• _Aim of the exercise_:
In how many lines of the records does "foreground" appear? Answer with one number.

• _Provided data_:
--- START ---

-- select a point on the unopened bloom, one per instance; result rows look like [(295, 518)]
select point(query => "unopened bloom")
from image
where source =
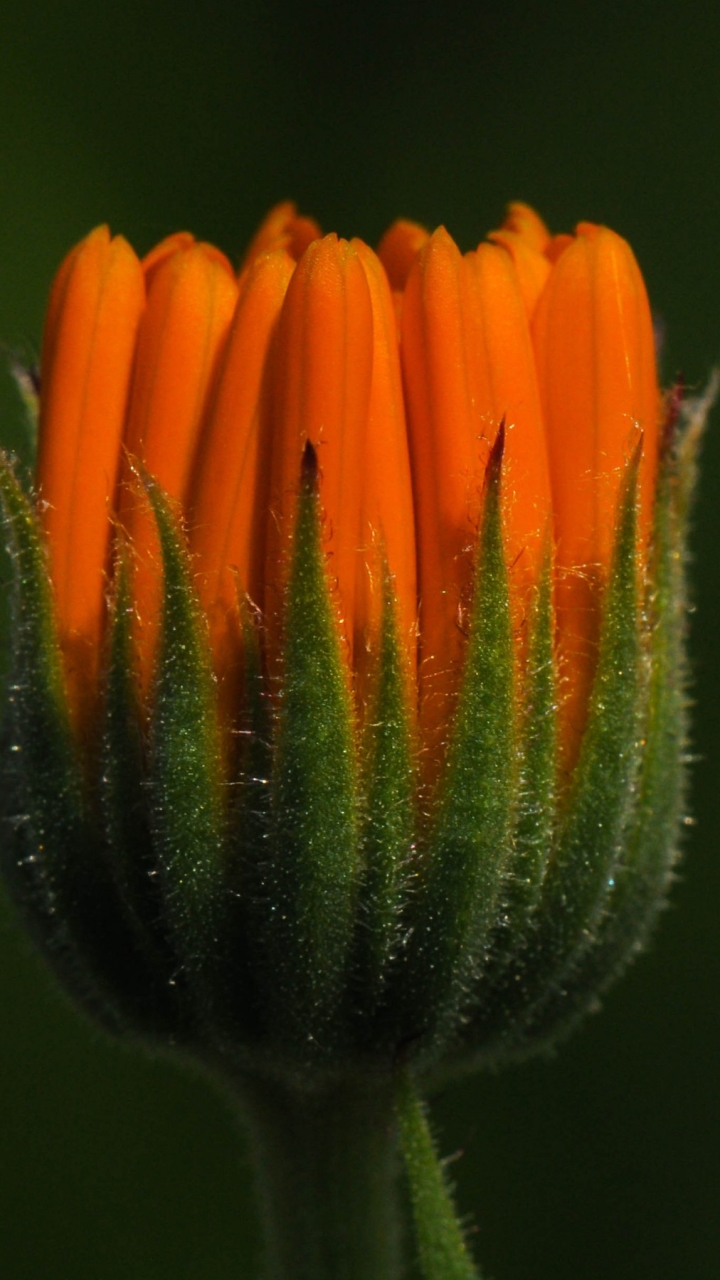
[(350, 634)]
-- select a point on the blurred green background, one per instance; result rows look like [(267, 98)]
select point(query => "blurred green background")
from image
[(156, 115)]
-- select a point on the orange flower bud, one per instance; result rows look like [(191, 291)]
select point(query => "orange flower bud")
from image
[(532, 266), (87, 351), (229, 493), (188, 311), (596, 366), (163, 250), (387, 519), (283, 228), (468, 365), (523, 222), (322, 393), (399, 248)]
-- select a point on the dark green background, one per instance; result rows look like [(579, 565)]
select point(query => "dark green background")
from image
[(605, 1162)]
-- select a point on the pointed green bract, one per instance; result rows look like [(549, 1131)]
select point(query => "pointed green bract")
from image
[(588, 846), (469, 845), (123, 792), (390, 810), (314, 860), (185, 778), (57, 865), (442, 1251), (538, 772), (650, 841)]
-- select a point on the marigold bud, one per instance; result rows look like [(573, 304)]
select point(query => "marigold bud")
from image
[(378, 752)]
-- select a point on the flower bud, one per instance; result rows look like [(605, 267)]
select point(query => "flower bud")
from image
[(388, 713)]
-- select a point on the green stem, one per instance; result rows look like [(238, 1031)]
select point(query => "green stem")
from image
[(328, 1169), (441, 1244)]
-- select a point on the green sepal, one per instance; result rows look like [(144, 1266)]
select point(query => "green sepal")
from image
[(123, 792), (314, 858), (579, 877), (390, 818), (442, 1249), (53, 858), (185, 769), (460, 896), (124, 796), (536, 816), (26, 376), (643, 872)]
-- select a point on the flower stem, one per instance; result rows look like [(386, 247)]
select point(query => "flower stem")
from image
[(328, 1169)]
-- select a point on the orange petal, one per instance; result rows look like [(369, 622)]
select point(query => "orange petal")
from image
[(524, 222), (505, 387), (322, 379), (531, 265), (596, 366), (468, 364), (228, 503), (188, 311), (399, 250), (557, 245), (449, 451), (92, 318), (387, 521), (282, 228), (165, 248)]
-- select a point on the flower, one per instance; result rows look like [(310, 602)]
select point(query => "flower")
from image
[(360, 653)]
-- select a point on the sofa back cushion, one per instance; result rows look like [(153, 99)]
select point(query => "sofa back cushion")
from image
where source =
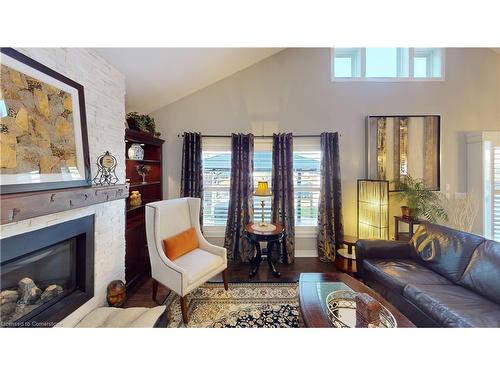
[(444, 250), (482, 275)]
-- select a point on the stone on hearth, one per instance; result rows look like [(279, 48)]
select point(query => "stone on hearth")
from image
[(28, 291), (7, 296), (7, 309), (50, 292)]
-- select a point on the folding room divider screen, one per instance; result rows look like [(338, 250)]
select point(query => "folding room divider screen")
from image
[(373, 209)]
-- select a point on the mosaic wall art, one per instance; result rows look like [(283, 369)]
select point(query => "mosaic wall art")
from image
[(42, 127)]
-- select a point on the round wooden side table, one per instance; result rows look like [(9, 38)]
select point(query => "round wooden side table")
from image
[(274, 238)]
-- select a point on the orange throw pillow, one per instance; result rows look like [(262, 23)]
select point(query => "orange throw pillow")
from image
[(180, 244)]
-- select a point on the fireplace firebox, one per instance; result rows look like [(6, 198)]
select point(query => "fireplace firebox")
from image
[(46, 274)]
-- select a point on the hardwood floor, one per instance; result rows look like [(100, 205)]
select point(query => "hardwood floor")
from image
[(236, 272)]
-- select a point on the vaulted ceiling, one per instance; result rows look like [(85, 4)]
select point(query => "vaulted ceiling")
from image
[(156, 77)]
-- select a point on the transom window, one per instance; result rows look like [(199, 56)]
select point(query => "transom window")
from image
[(404, 64)]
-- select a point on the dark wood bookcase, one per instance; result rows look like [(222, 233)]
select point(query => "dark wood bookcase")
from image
[(136, 251)]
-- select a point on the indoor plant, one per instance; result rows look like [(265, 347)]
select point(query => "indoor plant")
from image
[(144, 123), (420, 202)]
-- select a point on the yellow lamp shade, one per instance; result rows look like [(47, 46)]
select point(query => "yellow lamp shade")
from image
[(262, 189)]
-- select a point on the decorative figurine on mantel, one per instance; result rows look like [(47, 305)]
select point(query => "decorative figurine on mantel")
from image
[(135, 198), (106, 165), (143, 171)]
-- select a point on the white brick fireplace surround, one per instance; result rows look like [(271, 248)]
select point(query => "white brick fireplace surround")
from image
[(105, 106)]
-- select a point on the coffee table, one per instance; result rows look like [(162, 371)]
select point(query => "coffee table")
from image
[(315, 287)]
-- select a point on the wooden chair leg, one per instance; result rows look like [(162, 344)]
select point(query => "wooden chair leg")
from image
[(155, 289), (224, 277), (184, 309)]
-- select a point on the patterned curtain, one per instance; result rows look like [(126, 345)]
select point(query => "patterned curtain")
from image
[(240, 211), (192, 169), (282, 208), (331, 230)]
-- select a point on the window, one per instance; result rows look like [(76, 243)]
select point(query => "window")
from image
[(496, 193), (387, 64), (306, 180), (217, 172), (347, 62), (262, 170), (427, 62), (216, 159)]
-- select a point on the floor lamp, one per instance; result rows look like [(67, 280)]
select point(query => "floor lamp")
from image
[(373, 209)]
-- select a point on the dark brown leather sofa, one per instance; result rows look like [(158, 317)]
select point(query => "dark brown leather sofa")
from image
[(441, 278)]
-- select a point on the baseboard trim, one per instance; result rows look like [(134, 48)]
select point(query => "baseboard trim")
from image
[(306, 253)]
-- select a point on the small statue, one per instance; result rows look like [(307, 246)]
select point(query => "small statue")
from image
[(116, 293), (143, 171), (135, 198)]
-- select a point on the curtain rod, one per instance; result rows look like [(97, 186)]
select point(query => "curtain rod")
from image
[(255, 136)]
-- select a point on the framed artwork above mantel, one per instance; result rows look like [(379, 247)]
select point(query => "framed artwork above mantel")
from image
[(404, 145), (43, 129)]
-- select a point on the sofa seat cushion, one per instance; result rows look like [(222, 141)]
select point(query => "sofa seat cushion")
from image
[(397, 273), (482, 275), (444, 250), (453, 305), (113, 317), (198, 263)]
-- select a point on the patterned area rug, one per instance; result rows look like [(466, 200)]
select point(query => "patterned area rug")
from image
[(265, 305)]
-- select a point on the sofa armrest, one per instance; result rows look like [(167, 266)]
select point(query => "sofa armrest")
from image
[(381, 249)]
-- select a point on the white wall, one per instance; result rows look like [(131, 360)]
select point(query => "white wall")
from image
[(293, 90), (105, 106)]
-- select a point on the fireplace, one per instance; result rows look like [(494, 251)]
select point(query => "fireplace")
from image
[(46, 274)]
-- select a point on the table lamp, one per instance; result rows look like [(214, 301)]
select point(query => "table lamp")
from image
[(262, 191)]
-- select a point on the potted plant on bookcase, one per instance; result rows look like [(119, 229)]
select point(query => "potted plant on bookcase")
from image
[(420, 203)]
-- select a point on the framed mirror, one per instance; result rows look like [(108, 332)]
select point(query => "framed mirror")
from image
[(398, 146)]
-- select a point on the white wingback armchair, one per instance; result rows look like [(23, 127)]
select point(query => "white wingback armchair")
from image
[(168, 218)]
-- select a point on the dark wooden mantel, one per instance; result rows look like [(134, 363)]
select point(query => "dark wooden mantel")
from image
[(22, 206)]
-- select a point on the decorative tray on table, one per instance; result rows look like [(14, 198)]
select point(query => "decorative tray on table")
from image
[(342, 311)]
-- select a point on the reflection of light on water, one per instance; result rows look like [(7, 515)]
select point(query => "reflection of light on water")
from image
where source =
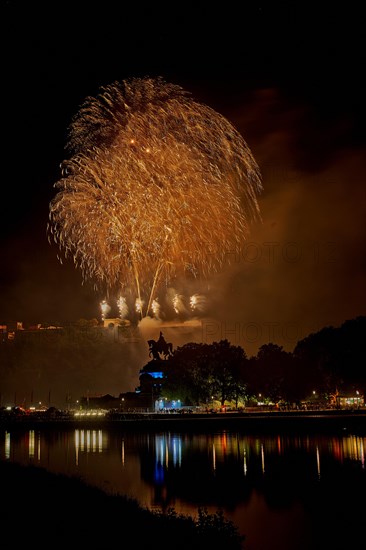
[(362, 453), (39, 446), (318, 460), (7, 445), (91, 441), (168, 452), (31, 444)]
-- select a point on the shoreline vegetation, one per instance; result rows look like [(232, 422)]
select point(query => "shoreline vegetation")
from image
[(339, 421), (73, 511)]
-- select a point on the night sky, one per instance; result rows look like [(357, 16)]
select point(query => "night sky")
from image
[(290, 78)]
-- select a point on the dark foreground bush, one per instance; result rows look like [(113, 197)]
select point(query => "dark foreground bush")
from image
[(42, 508)]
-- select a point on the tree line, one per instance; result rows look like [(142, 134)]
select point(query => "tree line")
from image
[(323, 365)]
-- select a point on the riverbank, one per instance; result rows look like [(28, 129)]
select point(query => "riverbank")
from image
[(325, 421)]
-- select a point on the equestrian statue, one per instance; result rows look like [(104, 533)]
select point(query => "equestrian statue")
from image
[(160, 348)]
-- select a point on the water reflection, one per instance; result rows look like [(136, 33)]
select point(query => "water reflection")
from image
[(282, 482)]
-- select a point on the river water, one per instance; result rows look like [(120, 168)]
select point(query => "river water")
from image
[(282, 491)]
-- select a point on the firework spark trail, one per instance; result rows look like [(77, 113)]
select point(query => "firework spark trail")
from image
[(157, 186)]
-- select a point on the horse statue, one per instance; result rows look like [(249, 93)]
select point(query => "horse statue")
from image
[(160, 347)]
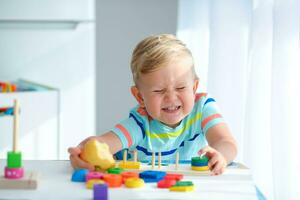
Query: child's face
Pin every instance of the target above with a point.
(168, 94)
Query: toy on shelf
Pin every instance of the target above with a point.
(7, 87)
(129, 164)
(97, 154)
(14, 175)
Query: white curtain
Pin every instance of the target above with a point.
(247, 55)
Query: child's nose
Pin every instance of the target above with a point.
(170, 96)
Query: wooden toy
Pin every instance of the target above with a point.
(90, 183)
(113, 180)
(126, 175)
(100, 192)
(153, 160)
(129, 164)
(182, 186)
(200, 163)
(115, 170)
(176, 177)
(177, 160)
(28, 181)
(159, 160)
(177, 168)
(166, 183)
(151, 176)
(134, 182)
(94, 175)
(79, 175)
(97, 154)
(182, 189)
(14, 174)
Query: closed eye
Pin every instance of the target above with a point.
(158, 91)
(180, 88)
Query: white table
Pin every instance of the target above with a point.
(55, 183)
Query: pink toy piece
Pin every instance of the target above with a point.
(14, 173)
(94, 175)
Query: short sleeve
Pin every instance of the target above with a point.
(128, 131)
(211, 115)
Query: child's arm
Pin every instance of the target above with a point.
(222, 148)
(109, 138)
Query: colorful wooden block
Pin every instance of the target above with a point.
(130, 165)
(94, 175)
(100, 192)
(126, 175)
(13, 173)
(176, 177)
(198, 159)
(14, 159)
(113, 180)
(134, 182)
(90, 183)
(181, 188)
(204, 168)
(166, 183)
(28, 181)
(151, 176)
(184, 183)
(97, 154)
(199, 164)
(79, 175)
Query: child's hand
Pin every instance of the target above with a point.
(76, 161)
(217, 162)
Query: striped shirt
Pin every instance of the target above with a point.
(146, 135)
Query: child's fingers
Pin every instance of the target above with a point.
(218, 168)
(77, 163)
(212, 162)
(74, 150)
(207, 150)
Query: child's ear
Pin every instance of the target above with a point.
(195, 87)
(137, 95)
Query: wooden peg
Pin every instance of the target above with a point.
(124, 155)
(135, 156)
(177, 160)
(16, 126)
(159, 160)
(153, 160)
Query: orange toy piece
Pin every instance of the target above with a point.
(134, 182)
(130, 165)
(126, 175)
(113, 180)
(97, 154)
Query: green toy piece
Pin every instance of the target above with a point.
(14, 159)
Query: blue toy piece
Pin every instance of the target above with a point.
(100, 192)
(79, 175)
(152, 176)
(199, 164)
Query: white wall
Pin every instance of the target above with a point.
(120, 25)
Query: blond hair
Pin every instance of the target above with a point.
(155, 51)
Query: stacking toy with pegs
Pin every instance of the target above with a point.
(14, 169)
(14, 175)
(200, 163)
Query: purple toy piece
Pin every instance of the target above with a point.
(100, 192)
(79, 175)
(13, 173)
(94, 175)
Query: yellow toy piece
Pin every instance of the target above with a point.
(134, 182)
(130, 165)
(91, 182)
(182, 188)
(202, 168)
(97, 154)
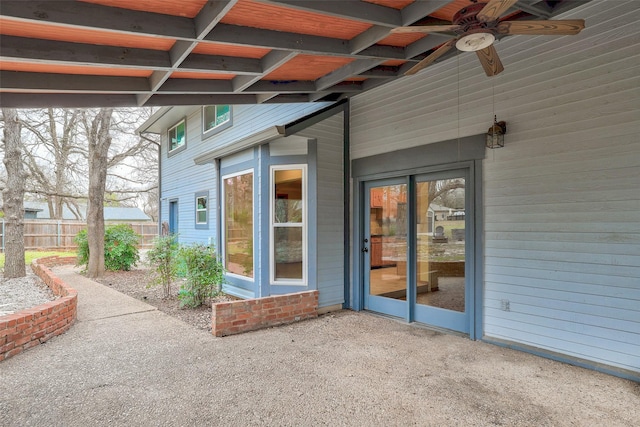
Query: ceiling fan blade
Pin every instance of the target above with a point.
(490, 61)
(494, 9)
(429, 59)
(561, 27)
(425, 29)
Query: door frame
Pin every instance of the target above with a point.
(463, 153)
(393, 307)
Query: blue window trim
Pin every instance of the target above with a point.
(203, 225)
(207, 133)
(182, 147)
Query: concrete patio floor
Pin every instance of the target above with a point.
(125, 363)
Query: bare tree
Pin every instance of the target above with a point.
(99, 139)
(55, 158)
(13, 197)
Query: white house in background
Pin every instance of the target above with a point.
(330, 196)
(40, 210)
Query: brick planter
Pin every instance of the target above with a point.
(235, 317)
(33, 326)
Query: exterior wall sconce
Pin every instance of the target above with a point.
(495, 134)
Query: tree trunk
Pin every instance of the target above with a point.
(99, 143)
(13, 196)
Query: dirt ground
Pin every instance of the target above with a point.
(135, 284)
(343, 368)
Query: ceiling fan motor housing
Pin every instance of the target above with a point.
(469, 24)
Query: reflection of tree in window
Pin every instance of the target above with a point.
(201, 210)
(288, 218)
(239, 224)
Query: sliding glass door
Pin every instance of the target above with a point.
(415, 248)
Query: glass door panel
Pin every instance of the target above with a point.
(441, 290)
(385, 247)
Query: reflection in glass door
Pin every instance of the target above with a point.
(415, 249)
(440, 253)
(386, 244)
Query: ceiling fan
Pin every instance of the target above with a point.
(477, 26)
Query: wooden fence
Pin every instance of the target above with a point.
(59, 235)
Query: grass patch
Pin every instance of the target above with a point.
(29, 256)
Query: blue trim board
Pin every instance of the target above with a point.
(558, 357)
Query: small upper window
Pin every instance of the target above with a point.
(214, 116)
(201, 210)
(177, 136)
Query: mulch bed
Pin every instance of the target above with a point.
(135, 284)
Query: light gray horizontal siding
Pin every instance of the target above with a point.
(562, 198)
(330, 194)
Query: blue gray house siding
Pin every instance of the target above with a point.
(182, 180)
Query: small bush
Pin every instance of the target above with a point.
(163, 259)
(204, 275)
(83, 247)
(120, 247)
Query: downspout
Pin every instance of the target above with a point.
(346, 176)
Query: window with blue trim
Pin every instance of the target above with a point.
(177, 136)
(215, 116)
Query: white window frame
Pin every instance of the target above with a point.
(272, 225)
(223, 228)
(181, 146)
(219, 126)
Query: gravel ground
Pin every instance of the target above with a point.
(23, 292)
(124, 364)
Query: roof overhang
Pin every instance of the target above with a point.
(102, 53)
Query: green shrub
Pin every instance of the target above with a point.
(120, 247)
(83, 247)
(204, 275)
(162, 257)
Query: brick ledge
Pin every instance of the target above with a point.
(32, 326)
(236, 317)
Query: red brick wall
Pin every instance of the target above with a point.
(235, 317)
(33, 326)
(448, 268)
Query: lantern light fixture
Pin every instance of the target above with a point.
(495, 134)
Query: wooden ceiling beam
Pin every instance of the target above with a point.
(418, 10)
(269, 62)
(159, 99)
(94, 16)
(177, 86)
(210, 14)
(51, 82)
(255, 37)
(223, 64)
(370, 13)
(46, 51)
(67, 100)
(351, 69)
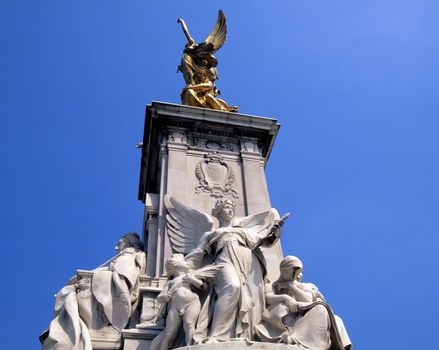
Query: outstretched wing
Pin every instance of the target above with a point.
(219, 33)
(185, 225)
(256, 223)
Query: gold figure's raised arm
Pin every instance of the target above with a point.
(218, 35)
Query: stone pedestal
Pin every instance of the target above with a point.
(198, 156)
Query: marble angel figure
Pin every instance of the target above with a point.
(182, 303)
(239, 301)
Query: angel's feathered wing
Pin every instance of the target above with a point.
(258, 224)
(185, 225)
(218, 36)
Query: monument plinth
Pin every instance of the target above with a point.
(199, 155)
(208, 271)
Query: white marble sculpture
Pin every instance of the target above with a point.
(298, 314)
(103, 303)
(238, 302)
(182, 303)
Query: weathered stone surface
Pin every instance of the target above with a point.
(199, 155)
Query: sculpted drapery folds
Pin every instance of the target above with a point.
(103, 303)
(199, 68)
(298, 314)
(238, 301)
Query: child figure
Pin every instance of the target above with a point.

--- END ---

• _Answer space_:
2